=== Entries supplied ===
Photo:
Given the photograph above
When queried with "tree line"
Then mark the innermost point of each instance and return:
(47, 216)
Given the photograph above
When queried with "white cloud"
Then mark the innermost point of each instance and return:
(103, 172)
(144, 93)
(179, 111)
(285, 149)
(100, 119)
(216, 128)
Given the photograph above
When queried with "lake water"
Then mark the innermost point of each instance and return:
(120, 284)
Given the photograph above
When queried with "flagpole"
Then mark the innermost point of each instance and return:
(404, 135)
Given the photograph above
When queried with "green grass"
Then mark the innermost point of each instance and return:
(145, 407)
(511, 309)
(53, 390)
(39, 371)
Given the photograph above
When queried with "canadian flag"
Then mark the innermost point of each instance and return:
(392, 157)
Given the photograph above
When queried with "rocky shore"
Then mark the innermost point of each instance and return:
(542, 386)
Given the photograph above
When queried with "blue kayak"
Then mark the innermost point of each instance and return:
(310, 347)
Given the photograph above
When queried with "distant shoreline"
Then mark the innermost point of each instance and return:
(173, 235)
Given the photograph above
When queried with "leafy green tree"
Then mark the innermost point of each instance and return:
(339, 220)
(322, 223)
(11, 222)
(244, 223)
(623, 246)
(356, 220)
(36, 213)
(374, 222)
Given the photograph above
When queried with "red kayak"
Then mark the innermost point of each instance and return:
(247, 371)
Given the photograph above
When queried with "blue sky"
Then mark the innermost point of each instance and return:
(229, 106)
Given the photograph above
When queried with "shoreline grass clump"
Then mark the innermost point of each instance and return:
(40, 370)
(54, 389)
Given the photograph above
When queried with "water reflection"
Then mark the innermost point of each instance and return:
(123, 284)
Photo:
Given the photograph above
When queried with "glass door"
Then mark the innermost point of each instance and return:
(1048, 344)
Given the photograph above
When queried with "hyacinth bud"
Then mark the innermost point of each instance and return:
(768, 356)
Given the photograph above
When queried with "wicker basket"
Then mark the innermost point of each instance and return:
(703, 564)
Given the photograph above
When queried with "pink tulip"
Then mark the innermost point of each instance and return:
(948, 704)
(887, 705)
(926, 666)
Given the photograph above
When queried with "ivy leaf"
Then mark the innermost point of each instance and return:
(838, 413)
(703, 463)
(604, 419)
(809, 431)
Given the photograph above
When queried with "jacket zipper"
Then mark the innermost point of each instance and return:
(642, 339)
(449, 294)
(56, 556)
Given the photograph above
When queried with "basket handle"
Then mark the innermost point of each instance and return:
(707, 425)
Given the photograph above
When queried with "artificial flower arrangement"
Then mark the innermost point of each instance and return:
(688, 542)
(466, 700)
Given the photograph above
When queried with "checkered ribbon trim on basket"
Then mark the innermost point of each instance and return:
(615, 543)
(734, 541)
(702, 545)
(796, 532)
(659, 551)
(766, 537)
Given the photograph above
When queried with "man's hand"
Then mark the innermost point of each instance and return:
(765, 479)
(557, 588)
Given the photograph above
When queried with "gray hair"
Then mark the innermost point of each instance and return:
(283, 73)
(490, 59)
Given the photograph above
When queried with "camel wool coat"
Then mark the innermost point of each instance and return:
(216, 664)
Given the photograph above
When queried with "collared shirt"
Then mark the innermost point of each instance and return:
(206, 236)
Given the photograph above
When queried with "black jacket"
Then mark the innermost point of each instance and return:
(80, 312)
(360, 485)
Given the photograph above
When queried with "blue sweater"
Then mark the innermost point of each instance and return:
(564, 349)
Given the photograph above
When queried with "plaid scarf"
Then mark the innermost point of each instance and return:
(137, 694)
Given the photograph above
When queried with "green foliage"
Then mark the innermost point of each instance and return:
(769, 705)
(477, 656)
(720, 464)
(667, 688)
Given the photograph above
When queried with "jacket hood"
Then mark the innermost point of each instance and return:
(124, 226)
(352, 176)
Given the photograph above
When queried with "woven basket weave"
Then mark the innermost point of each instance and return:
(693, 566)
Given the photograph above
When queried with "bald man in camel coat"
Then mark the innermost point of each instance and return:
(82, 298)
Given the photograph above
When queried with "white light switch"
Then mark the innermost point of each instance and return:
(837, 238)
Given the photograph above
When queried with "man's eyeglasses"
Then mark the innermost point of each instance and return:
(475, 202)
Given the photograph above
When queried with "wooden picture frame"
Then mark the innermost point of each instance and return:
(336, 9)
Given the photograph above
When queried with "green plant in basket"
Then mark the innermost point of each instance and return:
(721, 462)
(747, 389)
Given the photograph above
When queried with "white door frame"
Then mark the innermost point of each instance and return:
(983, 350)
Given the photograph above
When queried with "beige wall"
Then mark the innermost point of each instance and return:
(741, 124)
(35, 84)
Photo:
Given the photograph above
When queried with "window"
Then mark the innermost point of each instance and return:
===
#### [Aim of the task]
From the listing above, reproduce all the lines exactly.

#### [Solved problem]
Photo:
Given the photograph above
When queried with "tree line"
Then mark the innermost point of each instance and return:
(47, 216)
Given the photograph above
When queried with "white cloud"
Then mark the innermost point of each instance and return:
(103, 172)
(144, 93)
(179, 111)
(285, 149)
(100, 119)
(216, 128)
Given the photograph above
When queried with "lake water"
Then mark the innermost point of each instance and return:
(120, 284)
Given the photograph above
When queried with "flagpole"
Then mark the innermost point of each instance and return:
(404, 135)
Given the photograph above
When queried with "green grass"
Then mark the innermost point of each instance and return:
(145, 407)
(511, 309)
(53, 390)
(39, 371)
Given the photograph above
When queried with "canadian flag"
Then mark the innermost point of each instance and return:
(392, 157)
Given the photograph above
When queried with "rocky shore"
Then mark the innermost point of each instance and return:
(542, 386)
Given the photograph above
When queried with "blue kayak"
Then mark the innermost point of each instance and return:
(310, 347)
Given the photograph above
When queried with "distant shoreline"
Then mark the innermost point of each instance and return:
(173, 235)
Given the photograph above
When queried with "leafy green tree"
Then mark the innermost point of each instance and return:
(339, 220)
(322, 223)
(11, 222)
(244, 223)
(623, 246)
(356, 220)
(36, 213)
(374, 222)
Given the photograph above
When queried with "red kayak"
Then mark the innermost point of each instance and return:
(247, 371)
Given the photograph above
When queried with "blue sky"
Then mark the innermost point of each instance and return:
(229, 106)
Given the photograph above
When queried with "shoreline grass clump"
Then mark the innermost point of each instance and return:
(40, 370)
(54, 389)
Given the photograph above
When queried with "water reflection"
Then mark the innermost point of each instance and return:
(123, 284)
Photo:
Given the photograph above
When queried with "glass door"
Then mark the innermost point of each instance and return:
(1048, 344)
Given the photograph above
When queried with "hyacinth bud"
Then mark the innermost point of each instance and return:
(768, 356)
Given the photograph above
When queried with "wicker basket"
Then mark the innermost point of each instance and return:
(703, 564)
Given the photograph above
When queried with "pink tulip"
Then mark the innermost point of each instance and return:
(948, 704)
(887, 705)
(926, 666)
Given the photograph above
When queried with "ivy leaf"
Then mark the innermost point of each instance and return:
(838, 413)
(703, 463)
(604, 419)
(809, 431)
Given the photograph above
When queried with "jacket zipper"
Then mark the innermost point of each instance and return:
(642, 339)
(449, 294)
(56, 556)
Given the photograph above
When queried with "basket handle"
Then mark the innermost point of each instance and return:
(707, 425)
Given the photograph above
When queried with "artificial flower arrangement"
Then mark the innermost point of each instance and return:
(688, 542)
(466, 700)
Given the photograph above
When queried with "checkered ribbon trim on basket"
Then mark the innermost point of each instance and return:
(615, 543)
(734, 541)
(702, 545)
(796, 532)
(659, 551)
(766, 537)
Given the photograph above
When queried with "man's hand"
Then mark the innermost point of each instance and return:
(765, 479)
(557, 588)
Given the photograph above
When queried with "gray hair"
Then mark the innermost point of each instance and return:
(283, 73)
(490, 59)
Given the photograph above
When queried with "camel wool coat"
Then mark the innermost point of each instance and return:
(216, 664)
Given the photograph above
When queried with "collared shirt"
Then mark the innermost point of each instance and return:
(206, 236)
Given the photograph above
When queried with "black jacket"
Then mark the innermost point of each instance and return:
(80, 312)
(360, 485)
Given the photograph above
When queried with "blue sweater"
Then mark the innermost point of each instance and return:
(564, 349)
Given the photograph above
When queried with "plaid scarf"
Then mark the innermost point of each instance and return:
(137, 694)
Given the photograph above
When queried with "green foliage"
Then mark the innermost point of each instance and return:
(769, 705)
(477, 656)
(720, 464)
(667, 688)
Given the photograph above
When queried with "jacket hood"
Then mark the innermost point of each instance and return:
(124, 226)
(352, 176)
Given the photograph above
When queried with "woven basket weave"
Then mark the innermost point of each instance and return:
(693, 566)
Given the photograph above
When queried with "bald man in camel coat"
Then mark the innermost point of each instance and return:
(82, 298)
Given the photograph above
When queried with "white light switch"
Then mark the innermost point of each instance and return:
(837, 238)
Given the photograph above
When queried with "man's eyeglasses"
Then mark the innermost point of each instance and return:
(475, 202)
Given the photograph above
When queried with "wooden picture frame"
Then mark the innermost point of each instance and return:
(336, 9)
Given the photograph above
When queried with "green plant in basket"
Then mark the innermost point of each instance and return:
(721, 462)
(747, 389)
Given the photograph above
When queried with "white door frame"
Then mark the innermost point of each instance and return:
(983, 350)
Given the photograph above
When queried with "beige wall"
Then mark the innermost point of each instance and return:
(741, 124)
(35, 84)
Photo:
Given the photograph above
When queried with "window"
Then mark the innermost point of each instance and return:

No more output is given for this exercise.